3. De zittingsduur van de leden van de ingevolge het eerste lid gekozen raad eindigt tegelijk met de zittingsduur van de leden van de raden van de overige gemeenten die zitting hebben op 1 januari van het jaar volgend op het jaar waarin de reguliere gemeenteraadsverkiezing heeft plaatsgevonden.
1. Indien de datum van herindeling valt binnen drie jaar voor de datum van de reguliere gemeenteraadsverkiezingen blijven deze verkiezingen in de betrokken gemeenten achterwege.
2. De zittingsduur van de leden van de ingevolge artikel 52 gekozen raad eindigt in de in het eerste lid bedoelde situatie tegelijk met de zittingsperiode van de leden van de raden van de overige gemeenten die volgt op de eerste reguliere gemeenteraadsverkiezingen na de datum van herindeling.
De volgende wetten worden ingetrokken:
1. Wet van 15 december 1993 tot verlenging van de zittingsduur van de raden van een aantal gemeenten in de provincie Zeeland in verband met de voorgenomen gemeentelijke herindeling van deze gemeenten (Stb. 1993, 672).

* **Op te lossen**
**a)** In welk geval blijven volgens de tekst over gemeentelijke herindeling de reguliere gemeenteraadsverkiezingen in de betrokken gemeenten achterwege?
**b)** Waarom verlengde de wet van 15 december 1993 uit de tekst over gemeentelijke herindeling de zittingsduur van de raden van een aantal gemeenten in Zeeland? Licht dat kort toe.
**c)** Hervat de tekst over gemeentelijke herindeling en zittingsduur na de laatste zin die er staat.
De lijst die nu volgt heeft niets met de aangeleverde tekst te maken.

* **Gegevensgedeelte**
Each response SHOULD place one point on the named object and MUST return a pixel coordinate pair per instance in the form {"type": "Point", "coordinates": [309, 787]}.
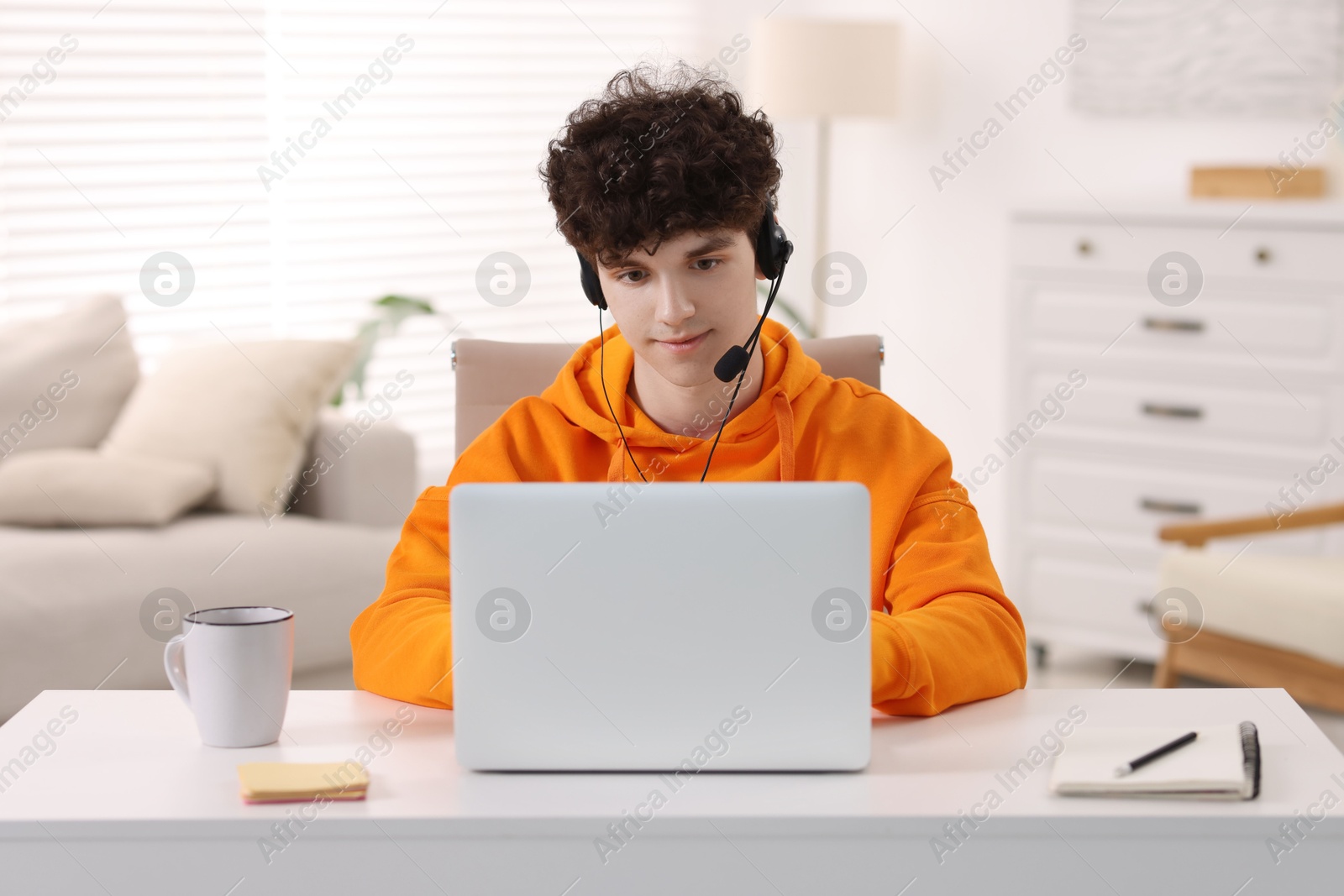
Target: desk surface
{"type": "Point", "coordinates": [136, 755]}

* **Antwoorden bij opgaven**
**a)** Als de datum van herindeling binnen drie jaar vóór de datum van de reguliere gemeenteraadsverkiezingen valt.

**b)** Die verlenging hield verband met de voorgenomen gemeentelijke herindeling van deze gemeenten. De zittingsduur van hun raden werd daarom langer gemaakt.

**c)**
2. Wet van 24 december 1997 tot verlenging van de zittingsduur van de raden van de gemeenten Gulpen en Wittem in verband met de samenvoeging van deze gemeenten (Stb. 1998, 14).
3. Wet van 24 december 1997 tot verlenging van de zittingsduur van de raden van een aantal gemeenten in de provincie Gelderland in verband met de voorgenomen gemeentelijke herindeling van deze gemeenten (Stb. 1998, 15).
4. Wet van 24 december 1997 tot verlenging van de zittingsduur van de raden van de gemeenten Deventer, Diepenveen en Bathmen in verband met de voorgenomen gemeentelijke herindeling van deze gemeenten (Stb. 1998, 16).
5. Wet van 29 november 2001 tot verlenging van de zittingsduur van de raden van de gemeenten Heerjansdam en Zwijndrecht in verband met de samenvoeging van deze gemeenten (Stb. 2001, 603).
6. Wet van 29 november 2001 tot verlenging van de zittingsduur van de raden van de gemeenten Echt en Susteren in verband met de samenvoeging van deze gemeenten en toevoeging van de kern Nieuwstadt aan Sittard-Geleen (Stb. 2001, 604).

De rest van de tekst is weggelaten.